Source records
──────────

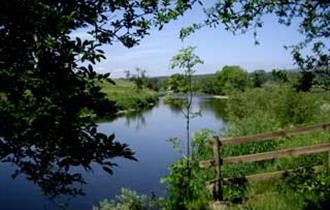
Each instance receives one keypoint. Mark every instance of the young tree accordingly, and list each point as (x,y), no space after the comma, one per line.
(258,78)
(186,60)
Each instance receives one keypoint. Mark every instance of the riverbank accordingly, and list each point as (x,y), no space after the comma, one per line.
(127,97)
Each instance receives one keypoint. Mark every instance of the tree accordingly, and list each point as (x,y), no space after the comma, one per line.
(186,60)
(231,78)
(280,76)
(47,82)
(177,83)
(258,78)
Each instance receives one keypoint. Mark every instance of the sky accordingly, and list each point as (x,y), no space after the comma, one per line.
(215,46)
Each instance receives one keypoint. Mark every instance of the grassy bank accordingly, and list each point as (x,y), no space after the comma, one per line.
(255,111)
(127,97)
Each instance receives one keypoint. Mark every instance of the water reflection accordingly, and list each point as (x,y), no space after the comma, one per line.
(146,134)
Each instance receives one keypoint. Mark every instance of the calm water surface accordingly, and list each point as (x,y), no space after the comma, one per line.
(147,134)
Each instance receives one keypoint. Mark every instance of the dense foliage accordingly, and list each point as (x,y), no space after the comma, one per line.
(255,111)
(47,81)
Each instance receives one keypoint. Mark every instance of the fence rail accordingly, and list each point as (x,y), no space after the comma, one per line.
(217,183)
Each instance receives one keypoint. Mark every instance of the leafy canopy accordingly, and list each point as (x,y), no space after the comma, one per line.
(47,83)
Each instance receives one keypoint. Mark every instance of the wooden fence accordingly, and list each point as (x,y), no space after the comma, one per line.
(217,183)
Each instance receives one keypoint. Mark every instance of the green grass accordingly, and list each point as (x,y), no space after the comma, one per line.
(127,96)
(270,109)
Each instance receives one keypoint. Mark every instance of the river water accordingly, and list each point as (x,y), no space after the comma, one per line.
(147,133)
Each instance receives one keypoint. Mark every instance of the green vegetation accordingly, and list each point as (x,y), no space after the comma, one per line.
(127,96)
(128,200)
(254,111)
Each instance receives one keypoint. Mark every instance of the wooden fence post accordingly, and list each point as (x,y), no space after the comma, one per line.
(217,192)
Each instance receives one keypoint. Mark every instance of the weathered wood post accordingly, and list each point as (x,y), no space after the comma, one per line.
(217,192)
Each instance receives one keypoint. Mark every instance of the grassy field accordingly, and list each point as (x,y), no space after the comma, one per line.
(127,97)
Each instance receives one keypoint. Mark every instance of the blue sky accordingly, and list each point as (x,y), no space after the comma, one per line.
(215,46)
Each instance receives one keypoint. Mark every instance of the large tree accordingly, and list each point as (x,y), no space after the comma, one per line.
(47,83)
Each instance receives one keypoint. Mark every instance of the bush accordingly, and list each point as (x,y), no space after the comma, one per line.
(128,200)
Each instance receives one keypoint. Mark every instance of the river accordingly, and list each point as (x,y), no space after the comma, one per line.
(147,133)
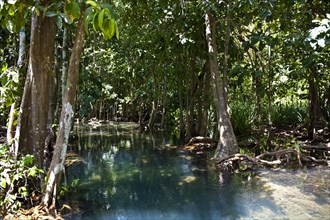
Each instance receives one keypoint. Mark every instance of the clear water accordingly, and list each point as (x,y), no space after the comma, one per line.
(125,175)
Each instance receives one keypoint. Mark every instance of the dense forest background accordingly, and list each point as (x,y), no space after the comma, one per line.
(152,62)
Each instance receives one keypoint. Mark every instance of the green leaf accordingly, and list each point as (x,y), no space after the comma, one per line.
(94,4)
(66,18)
(50,14)
(72,9)
(12,2)
(101,19)
(59,22)
(112,27)
(117,31)
(3,183)
(95,24)
(88,16)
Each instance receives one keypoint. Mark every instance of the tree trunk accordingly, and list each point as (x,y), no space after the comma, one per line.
(67,114)
(20,64)
(34,107)
(270,95)
(315,113)
(227,144)
(64,60)
(164,102)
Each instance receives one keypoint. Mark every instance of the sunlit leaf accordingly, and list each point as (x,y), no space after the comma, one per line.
(50,14)
(66,18)
(100,20)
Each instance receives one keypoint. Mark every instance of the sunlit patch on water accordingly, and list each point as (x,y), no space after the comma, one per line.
(126,176)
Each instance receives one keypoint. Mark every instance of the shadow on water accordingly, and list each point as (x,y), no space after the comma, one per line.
(124,175)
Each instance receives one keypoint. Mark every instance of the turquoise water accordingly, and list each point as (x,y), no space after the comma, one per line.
(124,174)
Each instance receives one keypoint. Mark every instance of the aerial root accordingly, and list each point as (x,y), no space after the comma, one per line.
(273,159)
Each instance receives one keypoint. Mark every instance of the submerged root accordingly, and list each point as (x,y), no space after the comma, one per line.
(40,213)
(272,159)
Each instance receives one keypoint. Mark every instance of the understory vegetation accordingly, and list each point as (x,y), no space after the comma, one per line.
(246,73)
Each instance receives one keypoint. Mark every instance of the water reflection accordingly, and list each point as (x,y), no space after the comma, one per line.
(126,176)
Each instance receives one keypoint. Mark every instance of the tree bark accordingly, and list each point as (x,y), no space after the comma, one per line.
(154,107)
(315,113)
(64,60)
(20,63)
(67,114)
(227,144)
(32,127)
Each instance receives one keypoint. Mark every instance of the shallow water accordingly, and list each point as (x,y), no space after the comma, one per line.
(125,175)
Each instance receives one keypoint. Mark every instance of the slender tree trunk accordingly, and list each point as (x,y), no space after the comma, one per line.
(270,94)
(226,55)
(67,114)
(227,144)
(164,102)
(20,63)
(190,101)
(207,98)
(181,117)
(32,128)
(10,127)
(315,113)
(154,107)
(64,59)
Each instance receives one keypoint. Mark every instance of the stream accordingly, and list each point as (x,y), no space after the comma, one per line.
(121,173)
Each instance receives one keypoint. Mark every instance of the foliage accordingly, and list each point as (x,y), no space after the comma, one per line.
(9,80)
(242,116)
(291,114)
(17,182)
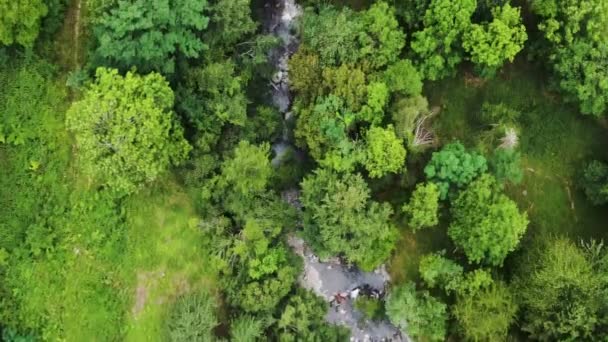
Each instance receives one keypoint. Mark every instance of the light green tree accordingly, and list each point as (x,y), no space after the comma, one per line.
(561,289)
(20,21)
(403,77)
(150,35)
(422,209)
(340,219)
(303,319)
(487,314)
(438,271)
(577,32)
(125,130)
(382,39)
(486,224)
(417,313)
(438,46)
(384,152)
(454,168)
(193,318)
(491,44)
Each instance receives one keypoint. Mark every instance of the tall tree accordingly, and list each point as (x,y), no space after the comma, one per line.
(454,168)
(438,46)
(126,131)
(384,152)
(340,219)
(193,318)
(491,44)
(422,209)
(20,21)
(562,291)
(577,35)
(486,224)
(150,35)
(417,313)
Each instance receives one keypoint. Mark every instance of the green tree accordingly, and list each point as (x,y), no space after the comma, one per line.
(403,77)
(150,35)
(332,33)
(487,314)
(246,329)
(217,91)
(486,224)
(193,318)
(20,21)
(561,292)
(346,82)
(438,46)
(454,168)
(303,319)
(422,209)
(491,44)
(384,152)
(382,39)
(595,182)
(505,165)
(304,73)
(340,219)
(437,270)
(125,130)
(405,113)
(229,22)
(417,313)
(577,36)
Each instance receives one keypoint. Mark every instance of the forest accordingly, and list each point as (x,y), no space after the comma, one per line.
(303,170)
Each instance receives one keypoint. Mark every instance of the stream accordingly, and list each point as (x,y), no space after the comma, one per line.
(337,283)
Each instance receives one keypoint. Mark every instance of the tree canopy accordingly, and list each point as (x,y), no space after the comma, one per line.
(486,224)
(20,21)
(125,129)
(341,220)
(151,35)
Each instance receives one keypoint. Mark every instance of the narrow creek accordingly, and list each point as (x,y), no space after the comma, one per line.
(337,283)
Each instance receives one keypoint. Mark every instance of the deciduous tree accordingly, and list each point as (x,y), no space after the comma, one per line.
(491,44)
(340,219)
(437,47)
(486,224)
(384,152)
(454,168)
(20,21)
(126,131)
(422,209)
(417,313)
(151,34)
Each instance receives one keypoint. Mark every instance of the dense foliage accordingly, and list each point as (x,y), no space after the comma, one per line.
(183,170)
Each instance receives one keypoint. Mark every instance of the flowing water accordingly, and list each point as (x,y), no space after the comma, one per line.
(339,284)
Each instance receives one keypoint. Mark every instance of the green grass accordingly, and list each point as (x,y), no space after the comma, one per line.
(555,140)
(164,256)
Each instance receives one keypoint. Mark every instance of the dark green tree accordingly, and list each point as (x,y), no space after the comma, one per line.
(486,224)
(595,182)
(341,220)
(20,21)
(193,318)
(491,44)
(150,35)
(417,313)
(126,131)
(454,168)
(437,46)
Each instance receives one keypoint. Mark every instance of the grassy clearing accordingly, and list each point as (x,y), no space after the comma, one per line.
(556,141)
(164,257)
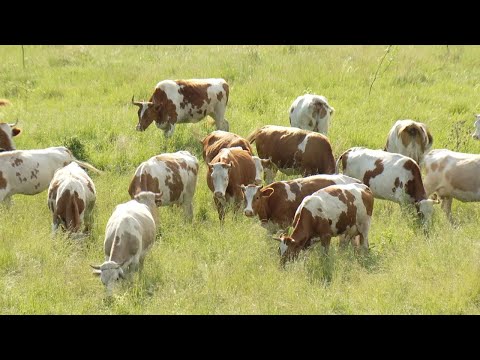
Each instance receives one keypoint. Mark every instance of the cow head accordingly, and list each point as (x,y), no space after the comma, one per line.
(220,176)
(109,273)
(7,132)
(255,199)
(289,248)
(476,125)
(147,113)
(425,210)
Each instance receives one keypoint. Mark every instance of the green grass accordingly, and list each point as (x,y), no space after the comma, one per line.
(79,96)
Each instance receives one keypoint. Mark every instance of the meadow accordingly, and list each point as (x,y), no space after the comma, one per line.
(80,97)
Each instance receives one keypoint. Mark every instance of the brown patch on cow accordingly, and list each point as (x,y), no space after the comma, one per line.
(227,91)
(173,181)
(90,187)
(17,162)
(69,208)
(372,173)
(414,187)
(367,198)
(164,106)
(348,218)
(3,181)
(193,93)
(144,182)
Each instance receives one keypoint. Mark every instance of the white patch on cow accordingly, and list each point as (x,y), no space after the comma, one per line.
(258,170)
(250,192)
(290,195)
(283,247)
(220,178)
(303,144)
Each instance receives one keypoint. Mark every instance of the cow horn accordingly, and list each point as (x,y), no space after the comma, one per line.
(138,103)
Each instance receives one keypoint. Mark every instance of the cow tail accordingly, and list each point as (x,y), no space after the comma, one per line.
(251,138)
(337,164)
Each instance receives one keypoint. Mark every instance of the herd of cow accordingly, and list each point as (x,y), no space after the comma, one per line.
(321,204)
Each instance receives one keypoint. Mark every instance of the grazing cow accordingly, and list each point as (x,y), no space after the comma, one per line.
(129,234)
(228,170)
(184,101)
(275,204)
(174,175)
(294,150)
(476,125)
(409,138)
(7,132)
(452,175)
(337,210)
(390,176)
(311,112)
(71,198)
(30,172)
(219,139)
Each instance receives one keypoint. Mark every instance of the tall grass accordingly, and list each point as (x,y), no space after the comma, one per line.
(79,96)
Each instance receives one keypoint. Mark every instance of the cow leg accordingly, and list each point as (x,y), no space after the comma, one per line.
(220,209)
(188,209)
(220,122)
(447,207)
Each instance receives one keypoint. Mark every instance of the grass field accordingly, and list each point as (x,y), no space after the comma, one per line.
(79,96)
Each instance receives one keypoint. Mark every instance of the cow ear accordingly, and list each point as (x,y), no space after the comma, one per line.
(267,192)
(158,198)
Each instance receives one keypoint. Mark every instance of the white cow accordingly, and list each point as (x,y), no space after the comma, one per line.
(452,175)
(71,198)
(311,112)
(174,175)
(130,233)
(30,172)
(409,138)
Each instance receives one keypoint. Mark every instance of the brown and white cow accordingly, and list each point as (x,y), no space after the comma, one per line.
(294,151)
(390,176)
(452,175)
(174,175)
(311,112)
(184,101)
(276,204)
(409,138)
(7,132)
(30,172)
(337,210)
(130,233)
(476,125)
(71,198)
(220,139)
(228,170)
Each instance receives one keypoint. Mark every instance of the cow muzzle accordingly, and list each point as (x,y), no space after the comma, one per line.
(219,195)
(248,213)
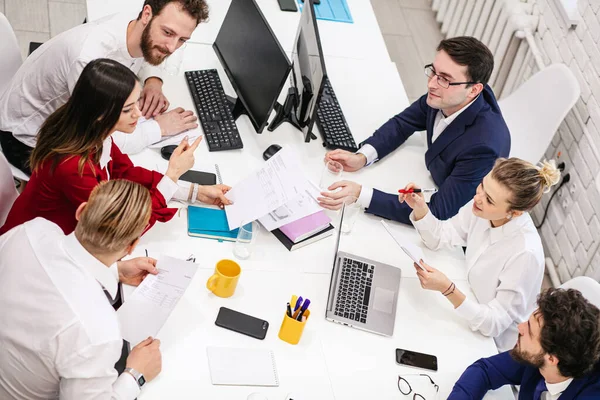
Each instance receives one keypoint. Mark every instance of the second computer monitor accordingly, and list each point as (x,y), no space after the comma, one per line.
(308,68)
(253,59)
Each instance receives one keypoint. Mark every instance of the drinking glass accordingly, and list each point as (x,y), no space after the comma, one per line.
(246,240)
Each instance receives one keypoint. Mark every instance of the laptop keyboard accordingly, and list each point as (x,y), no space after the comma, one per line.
(354,290)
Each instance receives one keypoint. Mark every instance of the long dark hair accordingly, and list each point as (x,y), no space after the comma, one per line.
(80,126)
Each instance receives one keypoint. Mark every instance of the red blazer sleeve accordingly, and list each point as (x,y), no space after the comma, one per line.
(121,167)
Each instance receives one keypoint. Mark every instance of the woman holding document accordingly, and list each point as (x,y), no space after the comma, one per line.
(75,152)
(504,256)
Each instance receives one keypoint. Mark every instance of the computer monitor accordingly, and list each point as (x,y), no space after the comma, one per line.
(253,60)
(307,79)
(308,69)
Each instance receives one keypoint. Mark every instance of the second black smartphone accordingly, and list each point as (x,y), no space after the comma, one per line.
(414,359)
(242,323)
(287,5)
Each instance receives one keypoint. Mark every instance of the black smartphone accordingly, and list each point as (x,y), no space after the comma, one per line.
(199,177)
(287,5)
(242,323)
(414,359)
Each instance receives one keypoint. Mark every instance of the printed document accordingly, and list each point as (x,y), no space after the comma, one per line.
(280,180)
(411,250)
(299,207)
(144,313)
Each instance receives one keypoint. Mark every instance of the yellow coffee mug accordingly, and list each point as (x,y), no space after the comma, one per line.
(224,280)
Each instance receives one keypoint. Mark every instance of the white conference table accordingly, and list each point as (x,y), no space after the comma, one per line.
(360,40)
(331,361)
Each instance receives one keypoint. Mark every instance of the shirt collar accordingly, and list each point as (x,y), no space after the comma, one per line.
(556,388)
(448,120)
(105,156)
(506,230)
(107,277)
(122,21)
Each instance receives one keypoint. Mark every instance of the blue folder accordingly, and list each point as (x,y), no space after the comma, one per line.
(209,223)
(332,10)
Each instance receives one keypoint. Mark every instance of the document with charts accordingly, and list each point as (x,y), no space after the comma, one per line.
(279,180)
(299,207)
(144,312)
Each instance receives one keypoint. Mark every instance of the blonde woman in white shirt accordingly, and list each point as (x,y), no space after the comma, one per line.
(504,256)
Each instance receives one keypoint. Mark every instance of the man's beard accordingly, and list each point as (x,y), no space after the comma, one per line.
(523,357)
(148,47)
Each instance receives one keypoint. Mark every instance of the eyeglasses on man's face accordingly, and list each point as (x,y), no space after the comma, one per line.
(442,81)
(405,388)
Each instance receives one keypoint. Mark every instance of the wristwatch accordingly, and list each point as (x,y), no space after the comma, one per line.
(139,378)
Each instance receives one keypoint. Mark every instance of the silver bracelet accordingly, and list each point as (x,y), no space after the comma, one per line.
(195,192)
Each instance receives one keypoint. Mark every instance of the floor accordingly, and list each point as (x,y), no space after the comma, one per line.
(409,29)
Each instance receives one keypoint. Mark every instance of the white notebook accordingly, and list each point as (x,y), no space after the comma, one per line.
(242,367)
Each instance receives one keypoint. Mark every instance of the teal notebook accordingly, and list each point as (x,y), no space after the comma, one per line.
(209,223)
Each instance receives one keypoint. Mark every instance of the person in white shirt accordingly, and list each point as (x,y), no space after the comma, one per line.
(504,254)
(47,77)
(59,334)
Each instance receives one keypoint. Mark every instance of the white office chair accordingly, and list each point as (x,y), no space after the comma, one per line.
(589,288)
(11,61)
(534,111)
(8,193)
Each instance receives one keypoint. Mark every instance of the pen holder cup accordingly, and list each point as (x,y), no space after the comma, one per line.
(291,330)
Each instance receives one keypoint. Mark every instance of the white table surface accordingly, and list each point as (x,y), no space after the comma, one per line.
(331,361)
(360,40)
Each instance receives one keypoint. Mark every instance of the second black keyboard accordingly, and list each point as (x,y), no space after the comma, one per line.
(214,110)
(331,122)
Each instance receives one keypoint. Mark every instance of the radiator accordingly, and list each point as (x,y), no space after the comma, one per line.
(502,25)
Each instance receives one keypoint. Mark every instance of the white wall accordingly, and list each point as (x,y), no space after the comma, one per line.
(571,234)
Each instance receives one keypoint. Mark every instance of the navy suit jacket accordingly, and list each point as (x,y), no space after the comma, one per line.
(458,160)
(499,370)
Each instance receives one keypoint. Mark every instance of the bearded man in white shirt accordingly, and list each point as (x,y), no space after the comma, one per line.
(47,77)
(59,334)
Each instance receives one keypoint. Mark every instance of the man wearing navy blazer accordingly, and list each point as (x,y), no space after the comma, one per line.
(556,356)
(465,135)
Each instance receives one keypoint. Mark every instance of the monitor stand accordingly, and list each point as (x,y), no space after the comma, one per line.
(236,106)
(286,113)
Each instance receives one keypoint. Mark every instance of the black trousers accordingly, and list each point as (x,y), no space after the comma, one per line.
(15,152)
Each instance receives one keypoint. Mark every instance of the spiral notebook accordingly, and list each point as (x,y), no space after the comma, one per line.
(242,367)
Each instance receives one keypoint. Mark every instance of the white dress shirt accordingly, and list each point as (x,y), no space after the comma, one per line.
(48,76)
(440,124)
(505,267)
(555,390)
(59,335)
(169,189)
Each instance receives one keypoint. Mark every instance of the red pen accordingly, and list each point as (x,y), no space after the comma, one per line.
(406,191)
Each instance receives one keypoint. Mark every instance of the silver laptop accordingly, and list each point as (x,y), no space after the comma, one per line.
(362,293)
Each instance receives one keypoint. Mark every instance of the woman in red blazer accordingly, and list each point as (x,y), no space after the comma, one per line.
(74,152)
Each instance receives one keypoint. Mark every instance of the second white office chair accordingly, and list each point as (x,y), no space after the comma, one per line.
(534,111)
(11,61)
(589,288)
(8,192)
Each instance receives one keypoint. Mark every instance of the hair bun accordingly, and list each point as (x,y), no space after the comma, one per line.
(549,173)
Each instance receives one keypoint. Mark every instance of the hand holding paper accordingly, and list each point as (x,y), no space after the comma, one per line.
(146,310)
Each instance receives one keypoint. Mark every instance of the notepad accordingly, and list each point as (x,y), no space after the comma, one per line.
(242,367)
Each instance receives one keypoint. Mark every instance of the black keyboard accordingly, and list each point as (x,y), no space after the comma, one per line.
(214,112)
(331,122)
(354,290)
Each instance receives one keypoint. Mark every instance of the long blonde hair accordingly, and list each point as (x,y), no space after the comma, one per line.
(525,181)
(115,216)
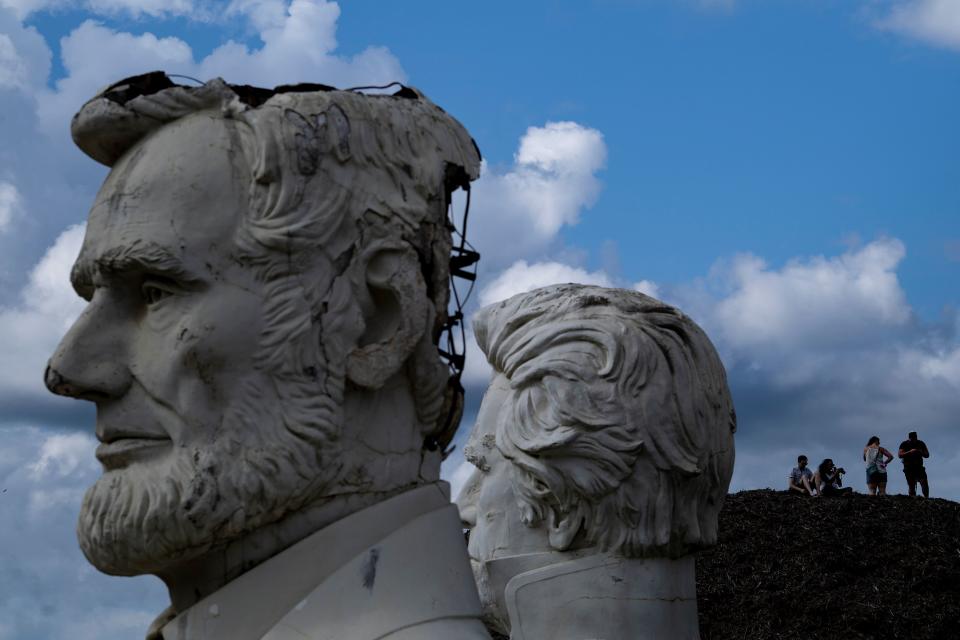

──────────

**YOUR OBJECTIVE:** Gather every line above that contains the word "with" and copy each of them in full.

**THE REPLY:**
Each instance receives one keypoint. Mark every instance of the document with charts accordingly, and list each point as (x,y), no space after the comma, one per line.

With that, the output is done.